» **Written task**
Write out each line of the material again, word for word.

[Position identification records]
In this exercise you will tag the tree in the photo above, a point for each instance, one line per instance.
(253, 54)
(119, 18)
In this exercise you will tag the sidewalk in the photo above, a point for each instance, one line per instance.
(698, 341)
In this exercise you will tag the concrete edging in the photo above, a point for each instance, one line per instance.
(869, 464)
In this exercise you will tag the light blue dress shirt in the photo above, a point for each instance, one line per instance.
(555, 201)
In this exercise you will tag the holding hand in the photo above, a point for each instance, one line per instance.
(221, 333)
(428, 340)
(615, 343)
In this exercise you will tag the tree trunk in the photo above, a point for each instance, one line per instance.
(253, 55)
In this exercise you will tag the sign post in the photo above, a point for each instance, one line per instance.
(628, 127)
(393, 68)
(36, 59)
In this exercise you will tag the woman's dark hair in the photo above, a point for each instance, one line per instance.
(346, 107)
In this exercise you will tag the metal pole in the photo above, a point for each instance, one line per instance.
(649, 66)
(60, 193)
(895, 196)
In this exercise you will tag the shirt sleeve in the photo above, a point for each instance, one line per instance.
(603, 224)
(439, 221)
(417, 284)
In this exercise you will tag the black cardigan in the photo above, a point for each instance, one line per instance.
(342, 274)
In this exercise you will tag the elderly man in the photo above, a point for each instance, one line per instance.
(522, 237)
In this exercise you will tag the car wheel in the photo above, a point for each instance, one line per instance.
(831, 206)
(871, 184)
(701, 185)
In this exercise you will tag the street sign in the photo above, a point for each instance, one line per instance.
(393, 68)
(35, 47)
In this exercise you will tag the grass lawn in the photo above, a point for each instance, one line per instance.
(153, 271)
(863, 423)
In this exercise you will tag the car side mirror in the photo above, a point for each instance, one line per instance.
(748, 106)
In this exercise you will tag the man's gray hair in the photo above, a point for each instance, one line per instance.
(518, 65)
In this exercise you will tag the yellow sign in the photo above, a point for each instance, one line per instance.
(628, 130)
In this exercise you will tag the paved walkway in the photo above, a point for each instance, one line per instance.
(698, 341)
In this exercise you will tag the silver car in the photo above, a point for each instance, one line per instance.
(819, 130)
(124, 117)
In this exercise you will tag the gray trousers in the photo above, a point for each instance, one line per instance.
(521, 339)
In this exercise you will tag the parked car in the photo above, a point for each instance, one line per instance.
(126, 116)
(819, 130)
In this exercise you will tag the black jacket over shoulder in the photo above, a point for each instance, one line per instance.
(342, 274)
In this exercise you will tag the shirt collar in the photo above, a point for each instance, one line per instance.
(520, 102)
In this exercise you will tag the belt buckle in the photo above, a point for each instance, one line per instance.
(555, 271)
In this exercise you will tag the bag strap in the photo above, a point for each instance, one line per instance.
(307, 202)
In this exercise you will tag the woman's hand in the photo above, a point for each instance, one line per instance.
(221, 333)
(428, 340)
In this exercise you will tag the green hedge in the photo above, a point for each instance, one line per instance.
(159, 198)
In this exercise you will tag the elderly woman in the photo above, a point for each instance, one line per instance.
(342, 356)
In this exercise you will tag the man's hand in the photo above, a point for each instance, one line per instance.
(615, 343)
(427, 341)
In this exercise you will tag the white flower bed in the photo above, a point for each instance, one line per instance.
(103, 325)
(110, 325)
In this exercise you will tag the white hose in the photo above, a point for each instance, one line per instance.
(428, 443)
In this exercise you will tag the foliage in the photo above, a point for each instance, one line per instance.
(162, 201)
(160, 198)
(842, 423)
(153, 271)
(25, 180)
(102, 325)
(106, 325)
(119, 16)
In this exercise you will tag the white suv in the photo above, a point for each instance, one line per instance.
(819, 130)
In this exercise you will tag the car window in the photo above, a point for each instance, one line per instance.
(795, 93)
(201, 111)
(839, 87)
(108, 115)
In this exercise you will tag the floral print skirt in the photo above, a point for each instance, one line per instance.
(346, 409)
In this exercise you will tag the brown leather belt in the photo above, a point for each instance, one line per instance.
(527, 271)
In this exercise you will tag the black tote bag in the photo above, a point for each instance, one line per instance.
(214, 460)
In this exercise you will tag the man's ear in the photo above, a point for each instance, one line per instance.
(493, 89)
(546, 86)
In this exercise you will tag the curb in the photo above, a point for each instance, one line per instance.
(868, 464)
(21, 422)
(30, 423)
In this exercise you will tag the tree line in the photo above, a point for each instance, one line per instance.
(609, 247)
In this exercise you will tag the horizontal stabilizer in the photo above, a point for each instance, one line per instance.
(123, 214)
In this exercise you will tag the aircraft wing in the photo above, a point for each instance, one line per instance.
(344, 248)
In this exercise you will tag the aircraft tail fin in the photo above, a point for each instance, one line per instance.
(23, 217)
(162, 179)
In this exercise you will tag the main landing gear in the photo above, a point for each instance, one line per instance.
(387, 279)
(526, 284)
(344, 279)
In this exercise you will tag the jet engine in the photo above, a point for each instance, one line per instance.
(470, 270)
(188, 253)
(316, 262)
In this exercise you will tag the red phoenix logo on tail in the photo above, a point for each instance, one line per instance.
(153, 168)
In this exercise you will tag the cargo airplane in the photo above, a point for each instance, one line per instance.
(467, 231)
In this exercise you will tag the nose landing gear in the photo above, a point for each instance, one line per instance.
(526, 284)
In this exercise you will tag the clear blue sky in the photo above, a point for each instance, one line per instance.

» **Problem solution**
In this exercise you will tag the tree in the photo above, a point for each instance, one line per instance.
(253, 54)
(119, 18)
In this exercise you will tag the sidewalk in the photo above, a point for each instance, one line per instance.
(698, 341)
In this exercise you will tag the concrete edging in the photo above, a point for each instance, one line per instance.
(869, 464)
In this exercise you will tag the light blue dress shirt in the photo above, a point for each instance, one line per instance.
(555, 201)
In this exercise you will tag the holding hand in the photo above, a point for each instance, one line per instance.
(221, 333)
(428, 340)
(615, 343)
In this exercise you will tag the tree trunk in the photo above, a point for each instance, one line per instance.
(253, 55)
In this exercise you will tag the sign post in the photo above, a point for each instance, one line per instance.
(628, 127)
(393, 68)
(36, 59)
In this exercise you will tag the woman's dark hair in the photo above, a point for each instance, one line per instance.
(346, 107)
In this exercise you will tag the metal pole in the photo above, a point for each instance, one line per instance.
(649, 66)
(60, 193)
(895, 196)
In this exercise you will tag the shirt sleeve in the photo above, a point for each instance, one line per instance.
(603, 224)
(439, 221)
(417, 284)
In this exercise you will tag the black cardigan in the photo above, a point for each instance, one line per instance.
(342, 274)
In this exercise you will tag the elderly man in the photo above, a point for each instance, one line per instance.
(522, 237)
In this exercise you will tag the car wheel in the photo above, a point for each instance, one line per instance.
(831, 206)
(871, 184)
(701, 185)
In this exercise you will tag the street sign in the photo above, a point for each instance, one line per instance.
(393, 68)
(35, 47)
In this exercise you will tag the grass lawn in the photo above, a point for each instance, one line per instance.
(153, 271)
(863, 423)
In this exercise you will tag the car side mirror in the photo above, a point for each instance, one line per instance.
(748, 106)
In this exercise you will tag the man's gray hair in the photo above, a point for each instance, one line per instance.
(518, 65)
In this exercise you will tag the yellow sign in the photo above, a point for each instance, one line per instance.
(628, 130)
In this exercise you will tag the paved walkway in the photo above, a point for each instance, one line per instance.
(698, 341)
In this exercise you will tag the silver car in the photo above, a point for each instance, one line per instance.
(819, 130)
(124, 117)
In this exercise you will tag the gray trousers in the photo above, a point for each instance, one line per instance.
(521, 339)
In this exercise you will tag the parked car in the photo above, a point for each instance, one line per instance.
(126, 116)
(819, 130)
In this exercise you will tag the black jacket over shoulder in the photo above, a point for each instance, one line per instance.
(342, 274)
In this exercise you will tag the shirt collar in the photo above, a point for each instance, one line per instance.
(520, 102)
In this exercise you will tag the belt buckle in the photo above, a point for each instance, one line per instance.
(555, 271)
In this exercise you will tag the bag strap in the photo above, a point for each instance, one line per instance.
(307, 202)
In this exercise you will tag the woman's hand in the photo above, a point for each instance, one line per instance.
(221, 333)
(428, 340)
In this exercise you will tag the green hedge in the photo above, a point for each instance, one line per instance.
(159, 198)
In this exercise you will tag the elderly woman in the photo above, a point for each instance, one line per instance.
(342, 356)
In this exercise you will tag the man's hand in the photo above, a point for each instance, one line per instance.
(615, 343)
(427, 341)
In this exercise you will tag the white flower bed in the photo above, a point for each instance, one line per instance.
(103, 325)
(110, 325)
In this exercise you will tag the white hose in the photo above, a point for each instance, one line per instance.
(428, 443)
In this exercise you will tag the foliage in the photo above, a point for each instance, one line per instance.
(162, 201)
(160, 198)
(842, 423)
(153, 271)
(25, 180)
(102, 325)
(106, 325)
(119, 16)
In this exercise you will tag the white suv in the photo above, a point for each instance, one line per instance.
(819, 130)
In this exercise you will tag the car window in the photo above, a point for each instance, one line per instance.
(795, 93)
(201, 111)
(839, 87)
(108, 115)
In this exercise you will tag the floral print skirt in the photo above, a point for each instance, one line per instance.
(346, 409)
In this exercise you will tag the brown leather belt in the photo above, a point for each instance, one line per instance.
(527, 271)
In this exercise you will tag the black tote bag in the photo above, a point for each instance, one line per instance.
(214, 460)
In this exercise you will tag the man's ear in the photo above, a point for each instance, one line per instance.
(493, 89)
(546, 86)
In this exercise you will tag the curb in the photo above, a point for each instance, one line per instance.
(868, 464)
(21, 422)
(30, 423)
In this exercise you will tag the tree line in the photo above, a point for each instance, one line per instance.
(609, 247)
In this exercise you will tag the horizontal stabilizer in the photo above, a point for each instance, one line per instance.
(123, 214)
In this exercise you will tag the aircraft wing in the photo above, a point for each instance, one line per instance.
(344, 248)
In this exercise you will tag the aircraft tail fin in the photo above, a point for each instance, one line per instance.
(23, 217)
(162, 179)
In this exercise you will tag the main landing gear in the photo above, a point for each instance, one line per instance.
(387, 279)
(526, 284)
(344, 279)
In this exercise you will tag the jet engine in the photo above, a point for each instance, one line per instance.
(470, 270)
(188, 253)
(316, 262)
In this exercise you will tag the red phoenix logo on tail in the photo above, a point for each instance, one line per instance.
(153, 168)
In this exercise you will tag the cargo airplane in the photo above, a point for each instance, one line per instance.
(467, 231)
In this exercise you will tag the nose landing gear in the photo above, a point for each instance, one line per instance.
(526, 284)
In this exercise you will tag the clear blue sky in the photo above, a point for each instance, one line per instance.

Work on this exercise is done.